8-K 1 g78317e8vk.htm ORIOLE HOMES CORP Oriole Homes Corp Form 8-K
 



SECURITIES AND EXCHANGE COMMISSION

Washington, D.C. 20549


FORM 8-K
CURRENT REPORT

PURSUANT TO SECTION 13 OR 15(d) OF THE
SECURITIES EXCHANGE ACT OF 1934

September 11, 2002
(Date of earliest event reported)

ORIOLE HOMES CORP.
(Exact name of Registrant as specified in its charter)

         
Florida
(State of incorporation or
organization)
  1-6963
(Commission File No.)
  59-1228702
(IRS Employer Identification No.)

1690 South Congress Avenue, Suite 200
Delray Beach, Florida 33445

(Address of principal executive offices)

(561) 274-2000
(Registrant’s telephone number, including area code)




 

Item 5. Other Events.

     On September 11, 2002, Oriole Homes Corp, a Florida corporation (the “Company”), and Levy Acquisition Co., a Florida corporation, entered into an agreement and plan of merger (the “Merger Agreement”), pursuant to which Levy Acquisition Co. will merge with and into the Company with the Company as the surviving corporation (the “Merger”). Levy Acquisition Co. is a newly formed company and is wholly-owned by Richard D. Levy, Harry A. Levy, Mark A. Levy and a group of family members and certain related entities (collectively, the “Levy Group”). Richard D. Levy, Harry A. Levy and Mark A. Levy serve as directors and officers of Levy Acquisition Co. and as directors and senior executive officers of the Company.

     The Company’s board of directors, acting on the recommendation of a committee of its independent directors (the “Independent Committee”), has approved the Merger and the Merger Agreement, pursuant to which each share of Class A and Class B Common Stock, each par value $.10 per share, of the Company (collectively, the “Common Stock”) outstanding at the effective time of the Merger (other than shares held by Levy Acquisition Co. and the Levy Group) will be converted into the right to receive $4.90 in cash. The transaction is subject to a number of closing conditions, including approval of the Merger by holders of a majority of the outstanding shares of each class of Common Stock, voting as separate classes, and by holders of a majority of all shares of Common Stock, voting together as a single class, present and voting at the meeting of the Company’s shareholders which are not held by Levy Acquisition Co. and the Levy Group, as well as other customary conditions. Although the Merger Agreement does not contain a financing contingency, the Company has been advised by Levy Acquisition Co. and the Levy Group that they intend to obtain financing to purchase all of the outstanding shares of Common Stock not owned by them.

## What you are asked to do
From the merger filing, copy word for word the passage running from "Washington, D.C. 20549" up to and including "in its charter)". You won't need the lines that follow the filing.

Lines of data:
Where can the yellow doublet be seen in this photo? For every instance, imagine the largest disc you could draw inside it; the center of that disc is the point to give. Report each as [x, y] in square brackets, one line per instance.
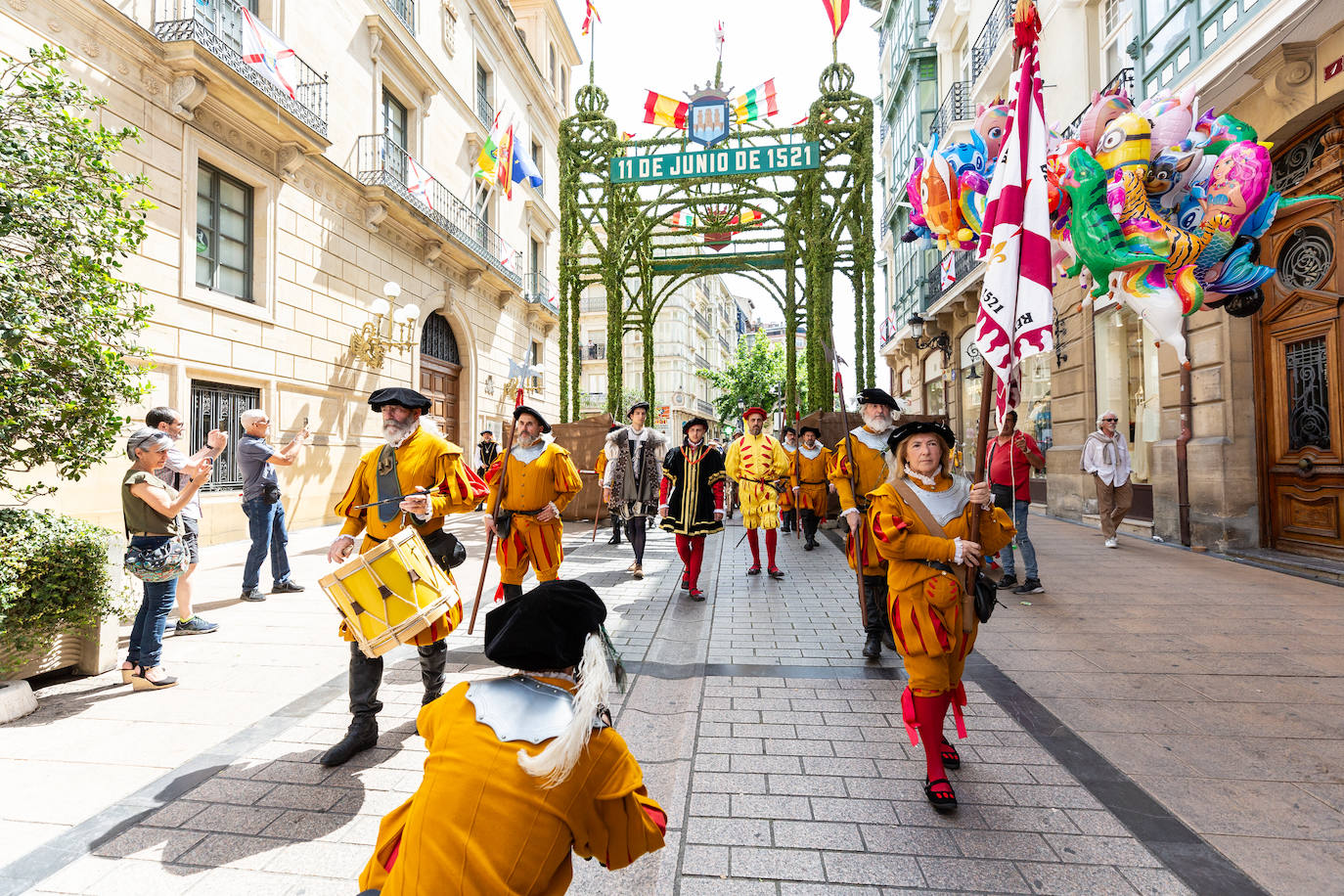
[423, 461]
[923, 602]
[481, 827]
[530, 486]
[811, 481]
[753, 461]
[872, 473]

## Answer in full
Washington, D.C. 20549


FORM 8-K
CURRENT REPORT

PURSUANT TO SECTION 13 OR 15(d) OF THE
SECURITIES EXCHANGE ACT OF 1934

September 11, 2002
(Date of earliest event reported)

ORIOLE HOMES CORP.
(Exact name of Registrant as specified in its charter)